**Set problem**
Rewrite the items below from the line that contains "the bird neck" through the end of the items, including their full wording. Rescale each answer coordinate by 1.9 and round it to a whole number, rounding halves up, while leaving the format samples and all other numbers unchanged.

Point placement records
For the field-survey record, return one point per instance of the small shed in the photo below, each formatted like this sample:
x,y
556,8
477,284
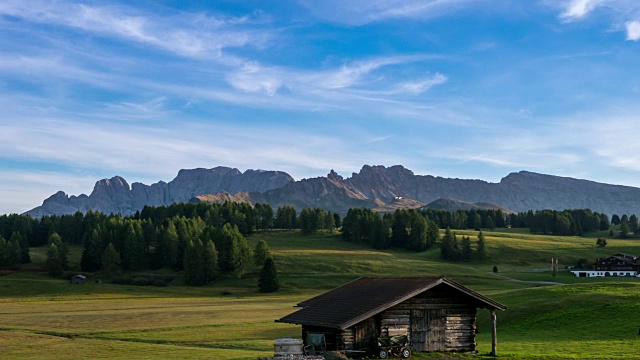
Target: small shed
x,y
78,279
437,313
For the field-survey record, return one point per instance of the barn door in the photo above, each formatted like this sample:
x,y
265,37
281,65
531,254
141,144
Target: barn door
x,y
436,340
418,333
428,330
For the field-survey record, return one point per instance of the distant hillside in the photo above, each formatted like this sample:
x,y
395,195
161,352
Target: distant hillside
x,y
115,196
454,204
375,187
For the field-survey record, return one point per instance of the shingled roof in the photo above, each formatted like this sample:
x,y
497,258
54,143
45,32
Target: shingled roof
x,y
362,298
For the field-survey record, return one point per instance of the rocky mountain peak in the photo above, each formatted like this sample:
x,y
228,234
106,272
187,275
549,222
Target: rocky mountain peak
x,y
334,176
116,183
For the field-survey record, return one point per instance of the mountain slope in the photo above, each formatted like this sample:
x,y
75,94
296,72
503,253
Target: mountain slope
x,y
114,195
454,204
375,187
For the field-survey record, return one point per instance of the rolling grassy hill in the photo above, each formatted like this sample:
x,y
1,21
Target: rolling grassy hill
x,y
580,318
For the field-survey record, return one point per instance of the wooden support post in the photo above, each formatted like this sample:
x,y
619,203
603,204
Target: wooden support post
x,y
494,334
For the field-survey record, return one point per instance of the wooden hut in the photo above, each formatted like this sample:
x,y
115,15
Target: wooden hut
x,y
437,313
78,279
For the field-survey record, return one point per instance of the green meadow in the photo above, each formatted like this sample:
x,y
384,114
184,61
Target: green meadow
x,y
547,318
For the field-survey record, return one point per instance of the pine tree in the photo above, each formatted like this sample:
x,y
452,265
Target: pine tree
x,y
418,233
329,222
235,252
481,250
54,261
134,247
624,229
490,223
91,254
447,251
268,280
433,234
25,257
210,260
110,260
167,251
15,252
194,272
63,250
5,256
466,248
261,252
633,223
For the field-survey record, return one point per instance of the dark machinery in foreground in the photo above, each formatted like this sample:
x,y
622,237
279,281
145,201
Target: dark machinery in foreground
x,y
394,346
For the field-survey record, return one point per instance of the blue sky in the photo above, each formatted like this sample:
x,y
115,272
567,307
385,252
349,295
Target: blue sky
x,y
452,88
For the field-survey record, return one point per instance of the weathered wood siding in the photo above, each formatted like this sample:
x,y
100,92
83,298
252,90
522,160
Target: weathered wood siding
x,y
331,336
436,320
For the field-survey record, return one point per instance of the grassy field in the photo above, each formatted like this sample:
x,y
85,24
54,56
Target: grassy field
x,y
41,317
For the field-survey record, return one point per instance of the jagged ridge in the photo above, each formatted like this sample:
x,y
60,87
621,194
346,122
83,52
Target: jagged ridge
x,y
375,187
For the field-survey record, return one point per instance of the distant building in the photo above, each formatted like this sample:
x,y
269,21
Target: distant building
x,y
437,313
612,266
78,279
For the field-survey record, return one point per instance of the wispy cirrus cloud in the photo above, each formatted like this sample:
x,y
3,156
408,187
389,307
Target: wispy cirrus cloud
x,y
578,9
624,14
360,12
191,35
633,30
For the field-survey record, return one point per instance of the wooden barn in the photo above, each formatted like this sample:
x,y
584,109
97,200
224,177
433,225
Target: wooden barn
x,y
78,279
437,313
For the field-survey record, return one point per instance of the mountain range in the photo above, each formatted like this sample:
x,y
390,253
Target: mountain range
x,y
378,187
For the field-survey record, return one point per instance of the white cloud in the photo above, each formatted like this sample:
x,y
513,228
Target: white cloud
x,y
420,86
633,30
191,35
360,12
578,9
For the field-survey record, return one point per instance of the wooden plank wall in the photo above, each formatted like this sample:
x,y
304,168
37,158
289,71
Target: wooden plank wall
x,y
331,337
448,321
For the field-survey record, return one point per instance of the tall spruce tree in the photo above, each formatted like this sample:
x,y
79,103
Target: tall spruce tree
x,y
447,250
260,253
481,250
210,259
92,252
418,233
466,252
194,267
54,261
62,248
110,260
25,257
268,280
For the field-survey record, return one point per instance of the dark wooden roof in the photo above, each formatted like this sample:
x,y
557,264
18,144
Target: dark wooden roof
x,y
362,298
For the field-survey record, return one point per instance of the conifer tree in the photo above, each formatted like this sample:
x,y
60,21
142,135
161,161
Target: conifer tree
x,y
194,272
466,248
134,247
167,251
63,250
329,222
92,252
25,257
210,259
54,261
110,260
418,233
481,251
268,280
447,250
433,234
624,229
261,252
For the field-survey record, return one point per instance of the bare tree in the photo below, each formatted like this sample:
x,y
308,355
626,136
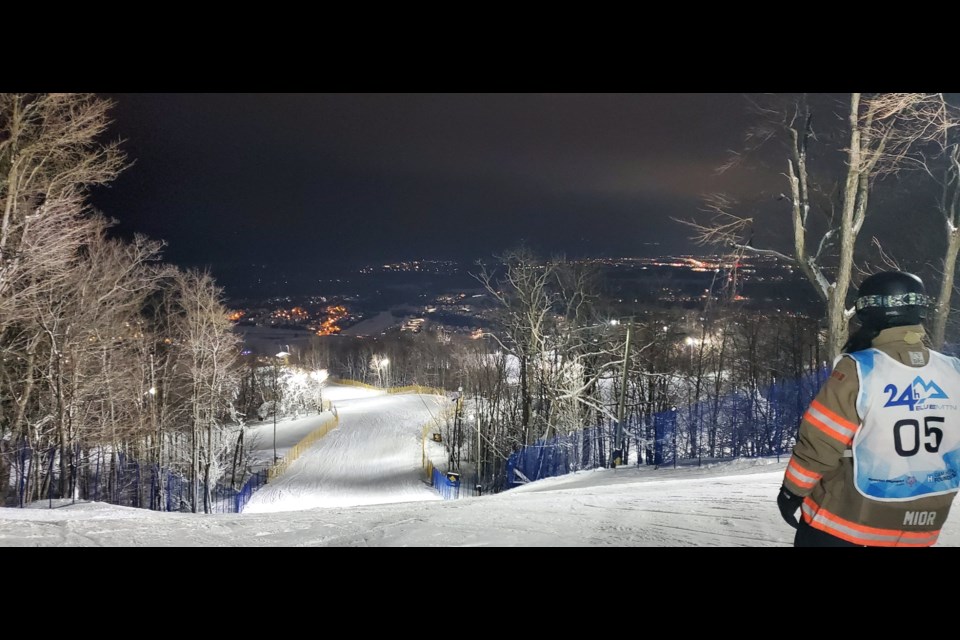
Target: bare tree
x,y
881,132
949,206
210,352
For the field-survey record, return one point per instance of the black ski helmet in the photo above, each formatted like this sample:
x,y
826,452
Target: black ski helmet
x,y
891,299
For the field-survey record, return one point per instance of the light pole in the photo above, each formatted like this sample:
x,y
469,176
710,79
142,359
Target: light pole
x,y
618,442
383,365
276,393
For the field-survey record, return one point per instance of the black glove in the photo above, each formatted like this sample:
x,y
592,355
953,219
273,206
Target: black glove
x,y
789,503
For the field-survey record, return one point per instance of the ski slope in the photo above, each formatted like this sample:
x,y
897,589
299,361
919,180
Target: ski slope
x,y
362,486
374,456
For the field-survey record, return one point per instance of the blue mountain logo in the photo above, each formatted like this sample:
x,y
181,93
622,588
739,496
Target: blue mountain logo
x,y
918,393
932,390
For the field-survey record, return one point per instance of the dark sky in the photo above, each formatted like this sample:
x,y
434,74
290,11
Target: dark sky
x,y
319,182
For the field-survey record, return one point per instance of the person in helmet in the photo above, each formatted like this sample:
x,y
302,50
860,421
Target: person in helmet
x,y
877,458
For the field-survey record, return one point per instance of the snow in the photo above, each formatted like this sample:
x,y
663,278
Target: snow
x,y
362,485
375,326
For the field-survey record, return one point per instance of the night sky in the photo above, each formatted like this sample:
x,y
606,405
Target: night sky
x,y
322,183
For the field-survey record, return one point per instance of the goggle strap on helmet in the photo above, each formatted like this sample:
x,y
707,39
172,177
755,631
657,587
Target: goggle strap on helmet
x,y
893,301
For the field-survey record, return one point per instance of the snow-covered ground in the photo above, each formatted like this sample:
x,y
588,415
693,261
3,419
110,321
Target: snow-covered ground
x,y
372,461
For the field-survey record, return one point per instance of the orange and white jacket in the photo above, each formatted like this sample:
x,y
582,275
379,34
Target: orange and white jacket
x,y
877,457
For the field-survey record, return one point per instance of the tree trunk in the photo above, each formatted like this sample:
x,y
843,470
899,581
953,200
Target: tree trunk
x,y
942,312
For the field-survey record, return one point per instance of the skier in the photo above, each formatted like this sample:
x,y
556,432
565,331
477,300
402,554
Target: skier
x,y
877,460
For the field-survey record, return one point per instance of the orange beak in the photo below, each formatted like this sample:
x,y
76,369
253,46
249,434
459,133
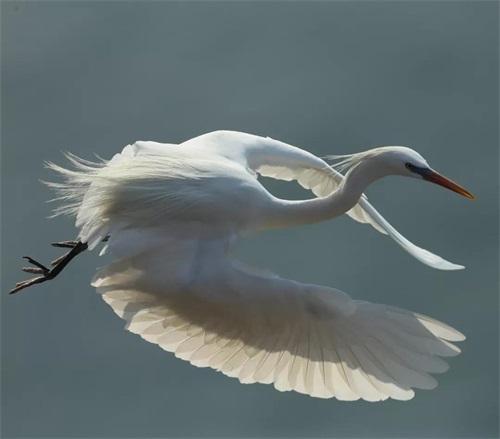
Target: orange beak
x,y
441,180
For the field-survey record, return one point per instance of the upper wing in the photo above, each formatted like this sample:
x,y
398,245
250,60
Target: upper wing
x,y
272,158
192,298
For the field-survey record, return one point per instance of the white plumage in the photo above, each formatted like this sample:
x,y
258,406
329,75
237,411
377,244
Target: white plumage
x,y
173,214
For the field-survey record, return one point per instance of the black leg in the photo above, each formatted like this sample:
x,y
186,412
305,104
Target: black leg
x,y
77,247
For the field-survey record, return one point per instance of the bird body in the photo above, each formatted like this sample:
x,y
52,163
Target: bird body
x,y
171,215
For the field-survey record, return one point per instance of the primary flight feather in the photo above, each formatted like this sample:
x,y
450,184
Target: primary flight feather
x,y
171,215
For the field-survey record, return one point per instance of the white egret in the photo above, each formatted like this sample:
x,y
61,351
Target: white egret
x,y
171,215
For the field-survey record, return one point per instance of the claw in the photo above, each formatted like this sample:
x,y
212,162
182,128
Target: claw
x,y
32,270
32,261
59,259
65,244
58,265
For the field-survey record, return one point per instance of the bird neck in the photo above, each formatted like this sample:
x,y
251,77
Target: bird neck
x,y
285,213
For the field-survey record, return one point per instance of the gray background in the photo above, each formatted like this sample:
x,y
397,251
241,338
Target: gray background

**Result for this task**
For the field-survey record, return one point per instance of the bird neck in the photo above, each formatted like this sample:
x,y
251,77
Target: bird neck
x,y
542,405
For the field-survey record, return one point per instance of the gray background in the photo above, each formatted like this sample:
x,y
397,251
241,338
Target: gray background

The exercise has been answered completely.